── Material shown ──

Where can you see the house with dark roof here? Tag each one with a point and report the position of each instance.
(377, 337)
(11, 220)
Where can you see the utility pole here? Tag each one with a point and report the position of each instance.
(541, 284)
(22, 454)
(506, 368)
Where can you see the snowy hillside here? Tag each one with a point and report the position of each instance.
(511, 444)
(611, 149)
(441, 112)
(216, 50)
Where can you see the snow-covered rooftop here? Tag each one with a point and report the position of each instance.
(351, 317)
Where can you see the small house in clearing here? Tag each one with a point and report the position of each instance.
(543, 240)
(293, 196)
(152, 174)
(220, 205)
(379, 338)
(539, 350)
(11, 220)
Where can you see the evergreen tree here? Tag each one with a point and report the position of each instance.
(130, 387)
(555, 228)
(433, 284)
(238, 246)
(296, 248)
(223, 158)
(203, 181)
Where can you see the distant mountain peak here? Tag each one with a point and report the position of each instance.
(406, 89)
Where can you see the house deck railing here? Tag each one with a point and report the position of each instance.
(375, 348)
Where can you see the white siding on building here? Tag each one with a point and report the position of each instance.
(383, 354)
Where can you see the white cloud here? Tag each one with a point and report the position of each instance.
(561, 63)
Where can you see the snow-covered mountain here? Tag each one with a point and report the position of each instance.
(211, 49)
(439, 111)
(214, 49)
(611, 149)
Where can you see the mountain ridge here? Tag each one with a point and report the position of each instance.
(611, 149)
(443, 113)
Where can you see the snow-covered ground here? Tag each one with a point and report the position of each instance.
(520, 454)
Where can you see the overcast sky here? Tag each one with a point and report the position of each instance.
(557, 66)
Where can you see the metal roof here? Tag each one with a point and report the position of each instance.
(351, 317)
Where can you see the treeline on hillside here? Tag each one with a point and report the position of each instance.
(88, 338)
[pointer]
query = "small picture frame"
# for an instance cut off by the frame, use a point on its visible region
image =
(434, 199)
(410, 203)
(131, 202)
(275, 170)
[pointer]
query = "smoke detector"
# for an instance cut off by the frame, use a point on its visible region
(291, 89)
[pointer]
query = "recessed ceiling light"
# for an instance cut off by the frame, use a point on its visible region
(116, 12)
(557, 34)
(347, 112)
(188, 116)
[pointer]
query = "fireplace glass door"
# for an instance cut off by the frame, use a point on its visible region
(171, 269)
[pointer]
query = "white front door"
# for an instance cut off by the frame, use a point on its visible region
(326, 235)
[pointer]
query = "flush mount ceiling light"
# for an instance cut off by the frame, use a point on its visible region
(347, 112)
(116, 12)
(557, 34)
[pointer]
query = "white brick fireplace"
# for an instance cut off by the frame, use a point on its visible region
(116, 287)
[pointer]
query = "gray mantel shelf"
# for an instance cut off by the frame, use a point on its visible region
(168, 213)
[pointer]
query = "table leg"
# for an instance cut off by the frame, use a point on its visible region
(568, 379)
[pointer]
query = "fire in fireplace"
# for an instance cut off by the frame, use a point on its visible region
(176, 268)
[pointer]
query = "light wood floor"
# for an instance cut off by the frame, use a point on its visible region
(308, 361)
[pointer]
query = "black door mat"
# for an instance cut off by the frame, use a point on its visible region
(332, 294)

───

*Your objective*: Look through the entries above, find each line containing "query", and copy it.

*Written response*:
query = "small picture frame"
query = "smoke detector"
query = "recessed ceiling light"
query = "fireplace glass door"
query = "white front door"
query = "flush mount ceiling light"
query = "white brick fireplace"
query = "gray mantel shelf"
query = "table leg"
query = "fire in fireplace"
query = "light wood floor"
query = "black door mat"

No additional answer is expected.